DATA >>
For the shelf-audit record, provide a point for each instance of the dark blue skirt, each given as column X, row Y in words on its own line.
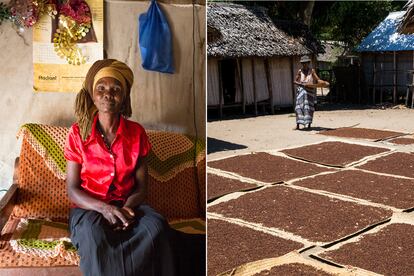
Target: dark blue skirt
column 142, row 250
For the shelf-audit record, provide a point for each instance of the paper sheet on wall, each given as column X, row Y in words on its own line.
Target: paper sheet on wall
column 54, row 74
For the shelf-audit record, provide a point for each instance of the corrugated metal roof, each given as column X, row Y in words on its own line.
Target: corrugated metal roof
column 385, row 36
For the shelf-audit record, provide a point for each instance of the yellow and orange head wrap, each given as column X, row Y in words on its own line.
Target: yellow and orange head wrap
column 85, row 109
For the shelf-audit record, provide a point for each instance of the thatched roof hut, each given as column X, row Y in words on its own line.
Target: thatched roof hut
column 252, row 56
column 249, row 31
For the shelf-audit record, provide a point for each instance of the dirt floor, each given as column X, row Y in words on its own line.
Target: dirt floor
column 311, row 209
column 273, row 132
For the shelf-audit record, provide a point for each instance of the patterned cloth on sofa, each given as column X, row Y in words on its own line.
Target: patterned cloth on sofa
column 176, row 190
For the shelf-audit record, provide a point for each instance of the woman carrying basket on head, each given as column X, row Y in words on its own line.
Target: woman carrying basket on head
column 306, row 80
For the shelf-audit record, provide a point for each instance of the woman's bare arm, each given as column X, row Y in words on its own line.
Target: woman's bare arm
column 321, row 83
column 297, row 79
column 140, row 192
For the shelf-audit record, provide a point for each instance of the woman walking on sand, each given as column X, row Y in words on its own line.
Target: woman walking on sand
column 306, row 80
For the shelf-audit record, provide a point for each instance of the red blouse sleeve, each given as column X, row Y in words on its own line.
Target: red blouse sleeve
column 144, row 144
column 72, row 150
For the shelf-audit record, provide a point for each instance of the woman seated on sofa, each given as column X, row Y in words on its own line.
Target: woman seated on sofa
column 114, row 232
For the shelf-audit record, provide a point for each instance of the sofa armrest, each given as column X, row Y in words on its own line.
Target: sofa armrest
column 8, row 201
column 7, row 204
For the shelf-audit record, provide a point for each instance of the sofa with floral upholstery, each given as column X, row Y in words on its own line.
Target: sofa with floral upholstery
column 34, row 211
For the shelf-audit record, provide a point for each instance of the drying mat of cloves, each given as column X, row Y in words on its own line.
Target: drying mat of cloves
column 219, row 186
column 402, row 141
column 335, row 154
column 389, row 251
column 362, row 133
column 230, row 245
column 266, row 167
column 290, row 264
column 398, row 163
column 311, row 216
column 386, row 190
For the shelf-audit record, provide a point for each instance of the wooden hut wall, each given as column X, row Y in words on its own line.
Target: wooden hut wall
column 281, row 76
column 247, row 78
column 262, row 91
column 213, row 85
column 404, row 62
column 260, row 81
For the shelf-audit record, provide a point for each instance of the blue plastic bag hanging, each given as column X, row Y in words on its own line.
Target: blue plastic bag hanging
column 155, row 40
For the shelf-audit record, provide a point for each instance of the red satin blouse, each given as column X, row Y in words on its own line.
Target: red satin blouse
column 108, row 176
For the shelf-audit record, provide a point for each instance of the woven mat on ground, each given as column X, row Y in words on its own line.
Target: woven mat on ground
column 362, row 133
column 334, row 154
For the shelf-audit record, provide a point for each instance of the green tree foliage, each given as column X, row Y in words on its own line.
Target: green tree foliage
column 346, row 21
column 351, row 21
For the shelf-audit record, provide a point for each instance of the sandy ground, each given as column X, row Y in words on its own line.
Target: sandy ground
column 272, row 132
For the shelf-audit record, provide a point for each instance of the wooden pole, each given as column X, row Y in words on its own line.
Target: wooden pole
column 292, row 79
column 395, row 78
column 360, row 71
column 382, row 78
column 269, row 85
column 240, row 73
column 220, row 91
column 254, row 88
column 375, row 77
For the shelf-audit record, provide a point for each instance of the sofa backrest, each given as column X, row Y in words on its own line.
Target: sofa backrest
column 176, row 174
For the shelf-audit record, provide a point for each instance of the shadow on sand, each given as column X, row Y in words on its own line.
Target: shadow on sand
column 215, row 145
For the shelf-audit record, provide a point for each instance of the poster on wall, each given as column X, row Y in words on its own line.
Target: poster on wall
column 64, row 47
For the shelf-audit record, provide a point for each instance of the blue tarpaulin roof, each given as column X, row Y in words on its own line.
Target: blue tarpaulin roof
column 386, row 38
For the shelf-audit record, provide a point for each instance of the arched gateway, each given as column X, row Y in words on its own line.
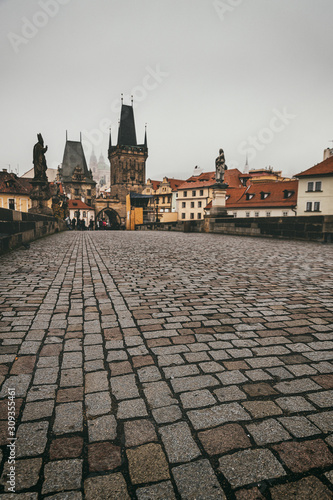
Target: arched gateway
column 112, row 218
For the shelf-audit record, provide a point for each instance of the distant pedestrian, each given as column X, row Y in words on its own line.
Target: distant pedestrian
column 68, row 222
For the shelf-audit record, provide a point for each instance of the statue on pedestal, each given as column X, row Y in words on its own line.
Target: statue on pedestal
column 40, row 193
column 220, row 167
column 39, row 160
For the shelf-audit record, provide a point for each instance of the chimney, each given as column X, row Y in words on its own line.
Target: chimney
column 328, row 153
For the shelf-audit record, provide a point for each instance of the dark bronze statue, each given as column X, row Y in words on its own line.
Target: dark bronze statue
column 39, row 160
column 220, row 167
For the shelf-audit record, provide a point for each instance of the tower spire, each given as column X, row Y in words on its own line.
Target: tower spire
column 145, row 142
column 110, row 143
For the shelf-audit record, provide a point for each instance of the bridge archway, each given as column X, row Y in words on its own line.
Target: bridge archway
column 112, row 218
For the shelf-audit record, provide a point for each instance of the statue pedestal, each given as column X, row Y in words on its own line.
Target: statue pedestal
column 39, row 196
column 218, row 202
column 218, row 210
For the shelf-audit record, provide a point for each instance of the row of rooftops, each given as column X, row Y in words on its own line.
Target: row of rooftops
column 254, row 189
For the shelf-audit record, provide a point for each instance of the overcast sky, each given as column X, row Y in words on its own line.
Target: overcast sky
column 249, row 76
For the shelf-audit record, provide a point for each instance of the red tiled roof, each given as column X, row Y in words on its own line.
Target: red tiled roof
column 175, row 183
column 11, row 184
column 323, row 168
column 78, row 204
column 207, row 179
column 275, row 198
column 155, row 184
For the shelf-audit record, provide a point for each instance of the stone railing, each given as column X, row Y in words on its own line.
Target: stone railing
column 19, row 228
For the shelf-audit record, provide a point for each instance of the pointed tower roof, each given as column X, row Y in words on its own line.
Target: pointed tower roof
column 145, row 142
column 73, row 157
column 126, row 133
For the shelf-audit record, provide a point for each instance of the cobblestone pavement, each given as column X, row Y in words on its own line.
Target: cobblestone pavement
column 162, row 366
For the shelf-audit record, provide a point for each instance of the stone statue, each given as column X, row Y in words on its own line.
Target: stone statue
column 220, row 168
column 39, row 160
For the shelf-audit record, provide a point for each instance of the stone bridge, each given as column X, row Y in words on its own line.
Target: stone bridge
column 150, row 365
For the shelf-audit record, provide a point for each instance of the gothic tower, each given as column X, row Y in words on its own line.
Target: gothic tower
column 127, row 158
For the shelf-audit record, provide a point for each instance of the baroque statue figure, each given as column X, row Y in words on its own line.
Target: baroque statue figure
column 220, row 168
column 39, row 160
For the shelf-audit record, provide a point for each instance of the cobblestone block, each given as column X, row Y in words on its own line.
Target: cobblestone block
column 179, row 443
column 132, row 408
column 62, row 475
column 216, row 415
column 111, row 486
column 98, row 403
column 250, row 466
column 224, row 439
column 139, row 432
column 31, row 439
column 308, row 487
column 67, row 447
column 103, row 428
column 301, row 457
column 68, row 418
column 103, row 457
column 323, row 420
column 26, row 474
column 147, row 463
column 156, row 492
column 268, row 431
column 197, row 480
column 158, row 394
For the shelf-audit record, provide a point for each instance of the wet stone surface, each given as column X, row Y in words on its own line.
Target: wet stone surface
column 169, row 374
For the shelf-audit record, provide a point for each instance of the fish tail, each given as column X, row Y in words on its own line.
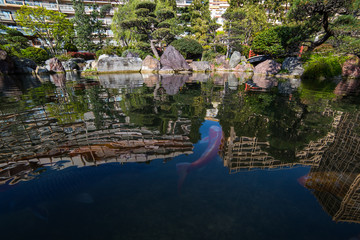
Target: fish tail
column 182, row 169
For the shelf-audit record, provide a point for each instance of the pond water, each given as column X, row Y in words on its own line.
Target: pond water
column 179, row 157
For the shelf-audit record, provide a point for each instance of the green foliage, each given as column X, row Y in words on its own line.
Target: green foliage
column 88, row 27
column 52, row 27
column 189, row 48
column 64, row 57
column 210, row 55
column 110, row 50
column 268, row 42
column 242, row 23
column 319, row 66
column 38, row 55
column 69, row 47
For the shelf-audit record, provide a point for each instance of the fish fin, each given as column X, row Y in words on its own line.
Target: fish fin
column 40, row 212
column 182, row 169
column 84, row 198
column 204, row 140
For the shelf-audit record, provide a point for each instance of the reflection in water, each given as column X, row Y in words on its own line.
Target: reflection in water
column 61, row 139
column 214, row 139
column 336, row 180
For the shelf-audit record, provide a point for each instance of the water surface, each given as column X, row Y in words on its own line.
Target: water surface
column 98, row 157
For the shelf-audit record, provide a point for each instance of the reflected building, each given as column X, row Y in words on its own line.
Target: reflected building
column 335, row 182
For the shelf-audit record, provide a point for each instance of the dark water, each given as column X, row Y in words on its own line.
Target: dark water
column 103, row 158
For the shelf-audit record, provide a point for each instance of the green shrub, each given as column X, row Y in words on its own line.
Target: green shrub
column 210, row 55
column 268, row 42
column 38, row 55
column 64, row 57
column 189, row 48
column 110, row 50
column 69, row 47
column 320, row 66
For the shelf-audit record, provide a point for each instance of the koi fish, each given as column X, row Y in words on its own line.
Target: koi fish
column 214, row 141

WORK TO BE COMPLETED >>
Copy range, inclusive: the line holding "Target: pond water" to the line holding "green foliage, each". Reproduce exactly those lines of the records above and no others.

SOLUTION TO THIS PROBLEM >>
Target: pond water
column 179, row 157
For the shelf-audit record, provide a point for each instance of the green foliage, each given as column X, row Y in words on its own line.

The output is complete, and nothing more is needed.